Botten pointed out that the "gas prices that can be realized from these projects are not constrained by the local market conditions in eastern Australia, which are dominated by large volumes of competitively priced coal." This meant that Australian east coast gas was priced at a significant discount to the world price and, while the price was likely to rise in the future, would remain capped by the price of coal.

The other partners in the project and other gas developers in the country clearly agreed. Within a few weeks, not one but four LNG export projects with up to 23.5 million metric tons (mt) of annual capacity had been announced in Papua New Guinea. Not all of the projects will proceed, not least because some of them are predicated on using the same gas deposits, but it is quite possible that LNG could be available for export from the country from 2012.

Papua New Guinea's gas developers are far from alone in promoting cross-border projects in the region, with LNG projects of particular interest. And buyer interest is equally strong at a time of tight gas supplies, high and volatile prices, and expectations of strong growth in Asian gas demand.

Rapid growth in Asian gas demand will simply continue existing trends. In 1996 the region consumed 238 billion cubic meters (Bcm) of gas. Demand rose by an average of more than 6% a year to 2006, when the region consumed 438.5 Bcm of gas. This included 135.2 Bcm of LNG, which in turn accounted for about 64% of global LNG trade.

Asian Gas Demand Set to Grow

Looking forward, the International Energy Agency (IEA) projected in its 2006 World Energy Outlook that Asian gas demand would rise by an average of 3% a year from 2004 to 2030above the global annual average of 2%. The IEA anticipated that steady growth would occur in traditional gas markets such as Japan and South Korea. But the Paris-based agency forecast much higher growth in developing markets such as China and India. Together, they accounted for only 20% of total Asian gas use in 2004 but are projected to account for 32% of the total in 2030.

The projections depend, of course, on a range of assumptions that may or may not prove accurate. There is at present a large amount of suppressed demand, which may mean that future consumption levels could be underestimated. But conversely in some key markets the price of gas paid by large users, such as power generators and fertilizer manufacturers, is regulated by the state and often below the economic cost of supply. This means that much existing consumption is inefficient and could fall if market prices were applied.

That said, it appears clear that Asian gas demand will grow substantially, although not all of it will necessarily be natural gas. There is significant potential for coalbed methane production in several key countries, including China, India and Indonesia. Coal gasification has also been mooted as an option, albeit one whose economics appear to be dependent on sustained high gas prices.

But most of the additional Asian gas demand will have to be met by natural gas and much of the consumption will rely on imported supplies. This is unsurprising given that many of the larger gas users such as Japan, South Korea and Taiwan are already wholly or almost wholly dependent on imports. But reliance on imports is also likely to grow in key developing markets. This means that the 61.4 Bcm of net Asian gas imports in 2006 may be expected to grow substantially.
++++++++
**DIRECTION 1**. State only how many lines in the entries below contain the string "branch".

**RECORD SET**.
++++++++
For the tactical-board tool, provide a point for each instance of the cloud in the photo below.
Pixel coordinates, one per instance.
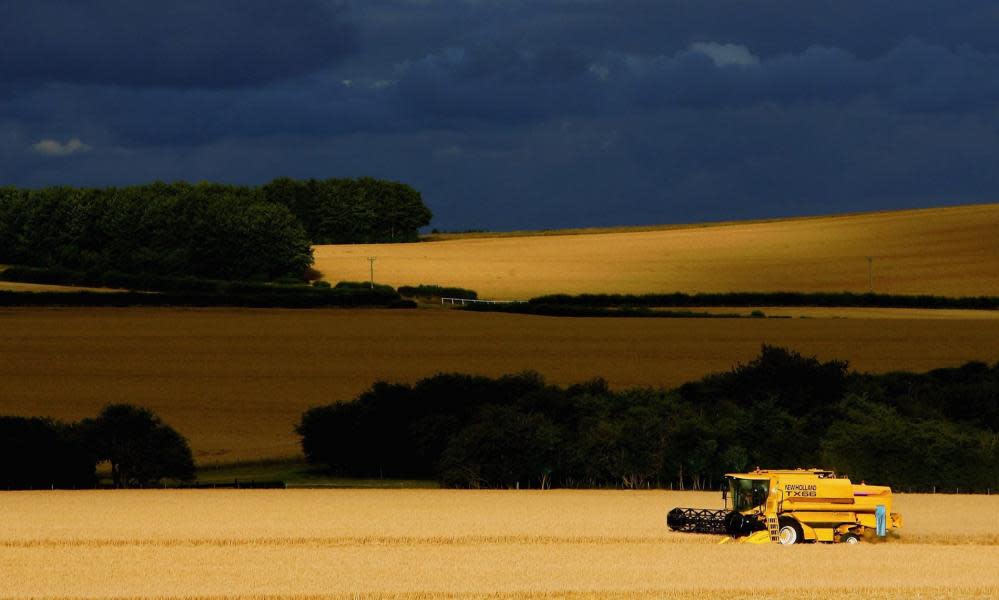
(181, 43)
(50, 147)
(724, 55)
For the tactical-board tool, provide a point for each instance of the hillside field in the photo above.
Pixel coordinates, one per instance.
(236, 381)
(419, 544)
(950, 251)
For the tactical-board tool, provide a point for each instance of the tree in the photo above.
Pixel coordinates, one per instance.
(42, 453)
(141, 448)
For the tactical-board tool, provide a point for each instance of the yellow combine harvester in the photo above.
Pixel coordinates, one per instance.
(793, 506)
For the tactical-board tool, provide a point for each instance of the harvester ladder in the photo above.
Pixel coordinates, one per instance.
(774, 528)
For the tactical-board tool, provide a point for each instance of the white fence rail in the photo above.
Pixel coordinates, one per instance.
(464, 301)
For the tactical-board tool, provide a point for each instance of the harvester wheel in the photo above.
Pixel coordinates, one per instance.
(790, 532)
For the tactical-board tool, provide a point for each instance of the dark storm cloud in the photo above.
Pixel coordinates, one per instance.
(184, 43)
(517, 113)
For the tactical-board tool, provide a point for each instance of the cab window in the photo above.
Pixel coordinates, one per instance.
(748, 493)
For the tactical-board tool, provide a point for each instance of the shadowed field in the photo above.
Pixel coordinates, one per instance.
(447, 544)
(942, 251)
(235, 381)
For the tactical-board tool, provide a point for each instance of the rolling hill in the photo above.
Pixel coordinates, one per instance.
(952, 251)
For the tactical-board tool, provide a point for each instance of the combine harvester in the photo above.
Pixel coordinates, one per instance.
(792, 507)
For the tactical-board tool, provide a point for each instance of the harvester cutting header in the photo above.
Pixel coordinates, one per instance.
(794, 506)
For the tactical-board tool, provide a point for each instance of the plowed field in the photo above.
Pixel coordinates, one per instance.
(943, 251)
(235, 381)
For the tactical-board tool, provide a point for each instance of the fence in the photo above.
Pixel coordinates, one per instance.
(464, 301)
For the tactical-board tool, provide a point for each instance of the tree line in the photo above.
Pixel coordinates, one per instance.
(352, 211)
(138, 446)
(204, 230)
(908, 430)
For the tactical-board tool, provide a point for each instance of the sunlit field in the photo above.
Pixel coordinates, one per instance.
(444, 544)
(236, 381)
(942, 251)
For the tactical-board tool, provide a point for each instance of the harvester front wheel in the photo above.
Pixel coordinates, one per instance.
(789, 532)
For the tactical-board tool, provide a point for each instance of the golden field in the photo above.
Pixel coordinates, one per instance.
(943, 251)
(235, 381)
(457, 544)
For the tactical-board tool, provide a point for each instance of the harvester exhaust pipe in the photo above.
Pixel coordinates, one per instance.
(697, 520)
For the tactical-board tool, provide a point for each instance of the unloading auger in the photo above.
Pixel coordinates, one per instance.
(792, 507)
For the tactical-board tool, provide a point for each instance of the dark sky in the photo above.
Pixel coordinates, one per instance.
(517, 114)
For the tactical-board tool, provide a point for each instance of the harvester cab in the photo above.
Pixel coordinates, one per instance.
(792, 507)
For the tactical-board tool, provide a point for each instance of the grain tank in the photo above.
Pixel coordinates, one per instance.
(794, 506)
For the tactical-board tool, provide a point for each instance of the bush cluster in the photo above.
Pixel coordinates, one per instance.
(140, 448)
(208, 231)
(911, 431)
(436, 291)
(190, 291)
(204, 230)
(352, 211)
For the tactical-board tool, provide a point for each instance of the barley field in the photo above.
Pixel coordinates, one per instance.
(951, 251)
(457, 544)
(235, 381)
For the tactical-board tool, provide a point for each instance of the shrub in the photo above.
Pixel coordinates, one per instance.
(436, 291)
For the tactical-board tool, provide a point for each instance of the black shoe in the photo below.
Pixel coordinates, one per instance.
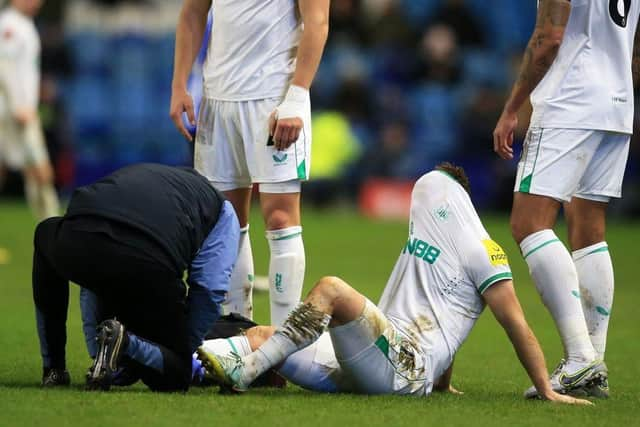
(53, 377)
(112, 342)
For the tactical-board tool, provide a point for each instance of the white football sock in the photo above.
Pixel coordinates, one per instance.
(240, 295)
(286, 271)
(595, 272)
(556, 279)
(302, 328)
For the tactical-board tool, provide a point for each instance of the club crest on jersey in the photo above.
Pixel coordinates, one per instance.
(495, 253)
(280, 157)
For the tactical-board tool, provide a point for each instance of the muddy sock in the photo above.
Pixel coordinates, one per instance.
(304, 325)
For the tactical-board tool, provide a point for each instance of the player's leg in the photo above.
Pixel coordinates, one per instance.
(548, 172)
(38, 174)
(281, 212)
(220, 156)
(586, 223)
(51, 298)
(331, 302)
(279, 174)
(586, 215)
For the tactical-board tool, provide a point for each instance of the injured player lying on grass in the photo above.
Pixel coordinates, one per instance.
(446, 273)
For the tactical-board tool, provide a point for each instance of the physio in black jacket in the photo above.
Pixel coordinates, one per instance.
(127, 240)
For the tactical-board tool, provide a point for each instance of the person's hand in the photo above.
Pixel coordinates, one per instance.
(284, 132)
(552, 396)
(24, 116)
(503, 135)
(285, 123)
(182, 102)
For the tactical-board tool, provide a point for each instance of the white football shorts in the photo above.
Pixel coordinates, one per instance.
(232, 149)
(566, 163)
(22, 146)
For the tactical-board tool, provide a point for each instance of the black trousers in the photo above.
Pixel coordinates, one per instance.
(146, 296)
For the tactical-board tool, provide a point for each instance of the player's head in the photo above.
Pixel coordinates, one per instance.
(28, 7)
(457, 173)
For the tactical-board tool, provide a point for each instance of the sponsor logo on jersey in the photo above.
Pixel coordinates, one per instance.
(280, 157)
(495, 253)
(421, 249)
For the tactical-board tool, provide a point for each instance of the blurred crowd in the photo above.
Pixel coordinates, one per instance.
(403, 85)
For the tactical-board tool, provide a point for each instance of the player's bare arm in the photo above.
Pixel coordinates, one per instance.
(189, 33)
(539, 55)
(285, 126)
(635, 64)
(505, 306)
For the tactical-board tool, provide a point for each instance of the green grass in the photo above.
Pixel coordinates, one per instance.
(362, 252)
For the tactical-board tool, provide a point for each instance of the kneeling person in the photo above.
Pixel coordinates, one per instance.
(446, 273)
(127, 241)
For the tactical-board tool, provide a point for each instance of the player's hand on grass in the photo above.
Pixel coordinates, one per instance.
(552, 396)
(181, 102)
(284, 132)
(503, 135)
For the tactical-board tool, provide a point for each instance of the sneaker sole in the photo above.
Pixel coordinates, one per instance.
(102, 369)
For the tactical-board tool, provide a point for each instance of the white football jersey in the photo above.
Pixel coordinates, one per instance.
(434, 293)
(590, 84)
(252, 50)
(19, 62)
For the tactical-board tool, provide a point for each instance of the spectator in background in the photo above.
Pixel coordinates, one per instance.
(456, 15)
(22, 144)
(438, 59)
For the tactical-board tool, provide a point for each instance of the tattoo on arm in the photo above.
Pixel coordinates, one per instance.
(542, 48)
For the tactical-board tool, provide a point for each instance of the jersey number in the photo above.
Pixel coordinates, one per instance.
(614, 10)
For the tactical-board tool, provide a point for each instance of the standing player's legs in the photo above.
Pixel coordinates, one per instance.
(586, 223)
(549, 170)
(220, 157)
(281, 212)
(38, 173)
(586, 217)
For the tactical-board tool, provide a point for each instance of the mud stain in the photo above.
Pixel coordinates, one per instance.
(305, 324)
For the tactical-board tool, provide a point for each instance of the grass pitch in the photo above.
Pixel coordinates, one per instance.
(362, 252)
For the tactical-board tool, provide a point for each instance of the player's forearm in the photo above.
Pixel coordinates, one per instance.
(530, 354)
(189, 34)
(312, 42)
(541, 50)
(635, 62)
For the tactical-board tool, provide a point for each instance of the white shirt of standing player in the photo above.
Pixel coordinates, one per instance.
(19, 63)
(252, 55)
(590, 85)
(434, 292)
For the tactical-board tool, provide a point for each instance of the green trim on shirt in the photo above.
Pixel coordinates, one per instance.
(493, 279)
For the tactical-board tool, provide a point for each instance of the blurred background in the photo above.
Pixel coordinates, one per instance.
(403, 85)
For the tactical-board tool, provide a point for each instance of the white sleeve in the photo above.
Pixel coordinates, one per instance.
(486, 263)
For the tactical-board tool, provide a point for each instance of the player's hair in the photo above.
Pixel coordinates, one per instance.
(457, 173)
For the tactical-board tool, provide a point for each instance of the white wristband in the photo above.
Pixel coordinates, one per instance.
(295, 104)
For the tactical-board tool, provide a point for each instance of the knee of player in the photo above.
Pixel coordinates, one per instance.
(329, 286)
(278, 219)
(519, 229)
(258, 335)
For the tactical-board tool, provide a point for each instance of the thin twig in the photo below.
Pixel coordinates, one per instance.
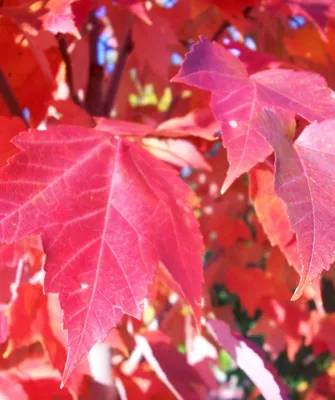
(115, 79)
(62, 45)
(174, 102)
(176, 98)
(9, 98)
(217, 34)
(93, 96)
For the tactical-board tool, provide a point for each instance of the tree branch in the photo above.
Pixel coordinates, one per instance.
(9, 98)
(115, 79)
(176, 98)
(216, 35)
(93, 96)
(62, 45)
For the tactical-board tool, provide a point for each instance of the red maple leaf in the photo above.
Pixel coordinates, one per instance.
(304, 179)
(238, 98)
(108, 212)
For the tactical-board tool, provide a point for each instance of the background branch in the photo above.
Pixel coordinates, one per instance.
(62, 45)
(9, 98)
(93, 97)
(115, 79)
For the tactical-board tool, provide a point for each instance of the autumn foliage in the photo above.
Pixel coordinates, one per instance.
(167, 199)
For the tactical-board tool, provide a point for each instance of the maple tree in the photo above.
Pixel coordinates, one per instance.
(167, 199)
++++++++
**DIRECTION 2**. In the passage on Asian gas demand, how much gas did the region consume in 2006?

**ANSWER 1**. 2

**ANSWER 2**. 438.5 billion cubic meters (Bcm)